[Records annotating positions]
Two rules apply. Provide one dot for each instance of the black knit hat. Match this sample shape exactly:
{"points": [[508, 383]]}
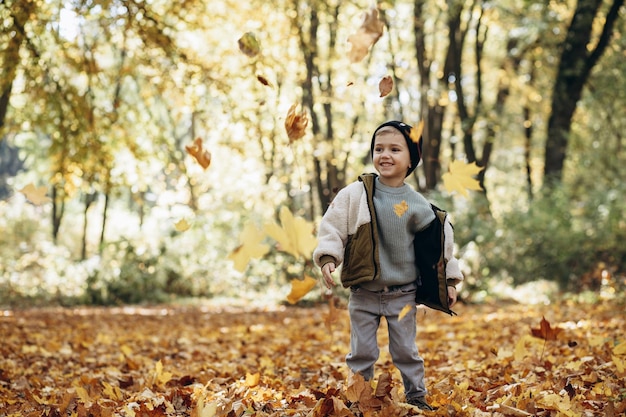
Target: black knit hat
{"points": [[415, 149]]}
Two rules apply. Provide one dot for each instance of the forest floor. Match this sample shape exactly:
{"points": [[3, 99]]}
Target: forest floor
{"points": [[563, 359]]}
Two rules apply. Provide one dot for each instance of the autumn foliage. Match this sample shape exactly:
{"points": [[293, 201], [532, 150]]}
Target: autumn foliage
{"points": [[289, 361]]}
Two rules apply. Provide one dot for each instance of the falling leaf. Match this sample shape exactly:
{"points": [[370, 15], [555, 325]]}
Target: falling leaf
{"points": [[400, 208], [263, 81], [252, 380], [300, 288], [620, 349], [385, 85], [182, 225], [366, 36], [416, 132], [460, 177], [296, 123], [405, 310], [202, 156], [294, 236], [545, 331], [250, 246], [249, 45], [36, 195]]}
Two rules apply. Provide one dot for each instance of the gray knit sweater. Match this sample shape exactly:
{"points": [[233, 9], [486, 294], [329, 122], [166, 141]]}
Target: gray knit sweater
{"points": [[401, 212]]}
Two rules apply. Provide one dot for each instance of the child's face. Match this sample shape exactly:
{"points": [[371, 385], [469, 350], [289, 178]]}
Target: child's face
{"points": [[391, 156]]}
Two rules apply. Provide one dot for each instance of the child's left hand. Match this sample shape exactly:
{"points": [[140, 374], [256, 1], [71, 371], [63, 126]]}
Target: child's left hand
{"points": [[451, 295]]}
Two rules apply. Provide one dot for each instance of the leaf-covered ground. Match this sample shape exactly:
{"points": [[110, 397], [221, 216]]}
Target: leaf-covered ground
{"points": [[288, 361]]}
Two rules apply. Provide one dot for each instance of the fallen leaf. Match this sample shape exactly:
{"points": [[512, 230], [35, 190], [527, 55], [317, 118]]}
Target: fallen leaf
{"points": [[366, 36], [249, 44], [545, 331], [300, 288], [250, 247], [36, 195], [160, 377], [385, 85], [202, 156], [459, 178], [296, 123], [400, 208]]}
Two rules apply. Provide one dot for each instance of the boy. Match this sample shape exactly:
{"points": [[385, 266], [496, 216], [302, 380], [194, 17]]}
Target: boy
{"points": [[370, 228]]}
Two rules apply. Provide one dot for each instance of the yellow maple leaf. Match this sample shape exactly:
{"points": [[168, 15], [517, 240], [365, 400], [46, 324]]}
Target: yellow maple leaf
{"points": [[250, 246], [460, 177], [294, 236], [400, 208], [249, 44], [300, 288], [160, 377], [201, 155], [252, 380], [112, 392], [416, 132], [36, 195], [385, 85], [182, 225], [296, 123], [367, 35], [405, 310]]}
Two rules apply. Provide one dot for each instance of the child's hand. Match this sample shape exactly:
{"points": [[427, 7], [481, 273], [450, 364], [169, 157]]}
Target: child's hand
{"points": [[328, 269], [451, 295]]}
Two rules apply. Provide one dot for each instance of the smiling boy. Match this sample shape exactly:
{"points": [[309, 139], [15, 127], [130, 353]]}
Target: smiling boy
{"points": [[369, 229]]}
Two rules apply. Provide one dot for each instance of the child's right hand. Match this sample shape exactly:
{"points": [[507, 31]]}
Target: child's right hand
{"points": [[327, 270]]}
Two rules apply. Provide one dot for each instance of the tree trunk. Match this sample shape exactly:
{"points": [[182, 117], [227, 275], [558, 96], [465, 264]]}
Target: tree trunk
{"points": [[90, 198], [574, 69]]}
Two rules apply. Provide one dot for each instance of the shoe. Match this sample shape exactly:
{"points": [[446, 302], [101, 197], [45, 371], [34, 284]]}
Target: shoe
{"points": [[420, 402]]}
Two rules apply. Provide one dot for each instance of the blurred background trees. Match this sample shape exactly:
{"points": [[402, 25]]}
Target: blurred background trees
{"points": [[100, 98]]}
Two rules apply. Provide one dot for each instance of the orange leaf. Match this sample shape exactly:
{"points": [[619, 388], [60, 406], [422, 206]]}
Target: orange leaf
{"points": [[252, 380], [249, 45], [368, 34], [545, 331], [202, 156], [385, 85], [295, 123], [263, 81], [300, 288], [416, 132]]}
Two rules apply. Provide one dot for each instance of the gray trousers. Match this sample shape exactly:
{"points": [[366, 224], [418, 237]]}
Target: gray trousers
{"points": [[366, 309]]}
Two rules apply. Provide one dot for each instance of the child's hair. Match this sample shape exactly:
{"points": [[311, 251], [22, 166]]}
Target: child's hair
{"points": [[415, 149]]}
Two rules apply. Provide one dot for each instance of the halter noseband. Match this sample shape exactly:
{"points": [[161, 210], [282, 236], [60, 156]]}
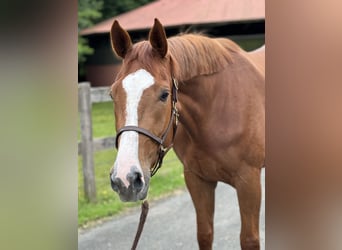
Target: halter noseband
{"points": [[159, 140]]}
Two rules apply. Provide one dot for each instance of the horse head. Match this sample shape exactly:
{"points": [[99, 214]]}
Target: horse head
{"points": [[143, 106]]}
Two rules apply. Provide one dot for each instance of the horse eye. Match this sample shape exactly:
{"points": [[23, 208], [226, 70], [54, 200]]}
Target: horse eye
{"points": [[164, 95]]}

**Your objective**
Reproduce all of the material with every "Match this sample shape exactly" swapped for "Copy this sample format precisely" and nothing else altered, leaving out the pictures.

**Response below**
Two rules apply. Provide one dot for each instance of the black knit hat. Copy this sample format precisely:
{"points": [[508, 383]]}
Target: black knit hat
{"points": [[415, 149]]}
Two rules apply. Provide one dot for each instance of the forest floor. Copy this sample format precisely:
{"points": [[3, 99]]}
Target: forest floor
{"points": [[563, 359]]}
Two rules apply. Provide one dot for each instance of the autumn foliage. Copy this sample format precisely:
{"points": [[293, 201], [532, 150]]}
Target: autumn foliage
{"points": [[289, 361]]}
Two rules apply. Provide one dot for each instance of the falling leaf. Copy this sample format precisely:
{"points": [[370, 15], [555, 325]]}
Target: falling leaf
{"points": [[400, 208], [263, 81], [252, 380], [300, 288], [620, 349], [385, 85], [182, 225], [366, 36], [416, 132], [460, 177], [296, 123], [405, 310], [202, 156], [294, 236], [545, 331], [250, 246], [249, 45], [36, 195]]}
Two rules apply. Provide one dot for each instance of the gray knit sweater. Copy this sample format precisely:
{"points": [[233, 9], [486, 294], [329, 122], [166, 141]]}
Target: gray knit sweater
{"points": [[401, 212]]}
Two rules apply. Provide one dot for each instance of the child's face. Copy this sample format precisely:
{"points": [[371, 385], [469, 350], [289, 178]]}
Target: child's face
{"points": [[391, 156]]}
Two rules apply. Provide one dot for each instance of the child's left hand. Copy this sample format precisely:
{"points": [[140, 374], [256, 1], [71, 371], [63, 126]]}
Target: child's left hand
{"points": [[451, 295]]}
Two rules apply. Provide one dot for each instance of the leaf-covered ground. Copy this sample format precisely:
{"points": [[110, 397], [221, 216]]}
Target: leaf-covered ground
{"points": [[288, 361]]}
Two rules apply. Provide one dot for each instance of the fallen leaf. Copy this sample format precisely:
{"points": [[512, 230], [35, 190], [527, 55], [317, 118]]}
Target: fallen leaf
{"points": [[366, 36], [249, 44], [545, 331], [300, 288], [250, 247], [36, 195], [160, 377], [385, 85], [202, 156], [459, 178], [296, 123], [400, 208]]}
Two rules apply. Provide one dot for each instance of the boy. Copy this sample format precisely:
{"points": [[385, 266], [496, 216], [302, 380], [194, 17]]}
Target: boy
{"points": [[370, 228]]}
Two rules apply. Provide one dot for each instance of the yellow maple leaf. Copy this sample format precisely:
{"points": [[168, 15], [517, 240], [365, 400], [46, 324]]}
Target: yellow maple leaf
{"points": [[250, 246], [460, 177], [294, 236], [400, 208], [249, 44], [300, 288], [160, 377], [201, 155], [252, 380], [112, 392], [416, 132], [36, 195], [385, 85], [182, 225], [296, 123], [367, 35], [405, 310]]}
Two rules apply. Provide one dot for each instance of the child's hand. Copy this sample format precisely:
{"points": [[427, 7], [481, 273], [450, 364], [169, 157]]}
Target: child's hand
{"points": [[328, 269], [451, 295]]}
Two rules apply. Provide one dot for each instance of the smiling boy. Copy this sample format precisely:
{"points": [[309, 139], [15, 127], [130, 353]]}
Target: smiling boy
{"points": [[369, 229]]}
Two rules apply. Provide one dot for each instance of the child's right hand. Copy this sample format precisely:
{"points": [[507, 31]]}
Target: child's right hand
{"points": [[327, 270]]}
Two rules apply. Provide one dot for each instance of the tree trunk. Copy this sample format precisely:
{"points": [[182, 117], [227, 275], [558, 96], [465, 264]]}
Target: tree trunk
{"points": [[90, 198], [574, 69]]}
Two rules apply. Provide one dot for each instance of the shoe. Copy this sample format precisely:
{"points": [[446, 302], [101, 197], [45, 371], [34, 284]]}
Target: shoe
{"points": [[420, 402]]}
Two rules apply. Provide one dot for each instance of the blurred background trees. Copy this sample format precisely:
{"points": [[402, 25]]}
Target: blurred background trees
{"points": [[100, 98]]}
Two rules apply. Provide one dot for each instance of the orange leaf. Copy this sample format precisely:
{"points": [[619, 388], [60, 406], [422, 206]]}
Target: orange leaf
{"points": [[252, 380], [249, 45], [368, 34], [545, 331], [202, 156], [385, 85], [295, 123], [263, 81], [300, 288], [416, 132]]}
Two rules apply. Provide one dot for each instance of the gray trousers. Copy this sample format precisely:
{"points": [[366, 224], [418, 237]]}
Target: gray trousers
{"points": [[366, 309]]}
Two rules apply. Provide one dot for each instance of the child's hair. Copy this sample format precisely:
{"points": [[311, 251], [22, 166]]}
Target: child's hair
{"points": [[415, 149]]}
Two rules apply. Provide one dot for each instance of the halter noseband. Copy this sample format precisely:
{"points": [[161, 210], [282, 236], [60, 156]]}
Target: halter noseband
{"points": [[159, 140]]}
Two rules apply. Provide one dot for each instance of the horse head. Copy this sample format precisely:
{"points": [[99, 214]]}
Target: horse head
{"points": [[143, 106]]}
Two rules apply. Provide one dot for each instance of the horse eye. Copy this sample format precisely:
{"points": [[23, 208], [226, 70], [54, 200]]}
Target: horse eye
{"points": [[164, 95]]}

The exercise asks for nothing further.